▶ _PROBLEM STATEMENT_
Below are records; reproduce exactly the lines from the one containing "action | put a dot on each instance of the exposed" through the end, both included, and only those.

------ DATA PROVIDED

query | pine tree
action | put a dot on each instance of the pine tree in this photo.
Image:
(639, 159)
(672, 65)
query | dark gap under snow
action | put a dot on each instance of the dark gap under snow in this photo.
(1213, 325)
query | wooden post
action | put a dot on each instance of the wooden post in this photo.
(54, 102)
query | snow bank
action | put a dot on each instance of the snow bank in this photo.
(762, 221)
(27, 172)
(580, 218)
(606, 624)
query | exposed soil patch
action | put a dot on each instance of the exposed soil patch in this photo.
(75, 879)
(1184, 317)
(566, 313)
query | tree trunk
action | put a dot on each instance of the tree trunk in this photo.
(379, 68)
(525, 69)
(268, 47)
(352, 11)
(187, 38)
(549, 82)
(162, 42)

------------

▶ _REPLY_
action | put a dot on each instance of the exposed soil patch in this photo.
(75, 879)
(1184, 317)
(566, 313)
query | tree trunk
action | put a dot on each instance of the tree trunk in this photo.
(379, 68)
(525, 69)
(268, 47)
(352, 11)
(187, 38)
(549, 82)
(162, 42)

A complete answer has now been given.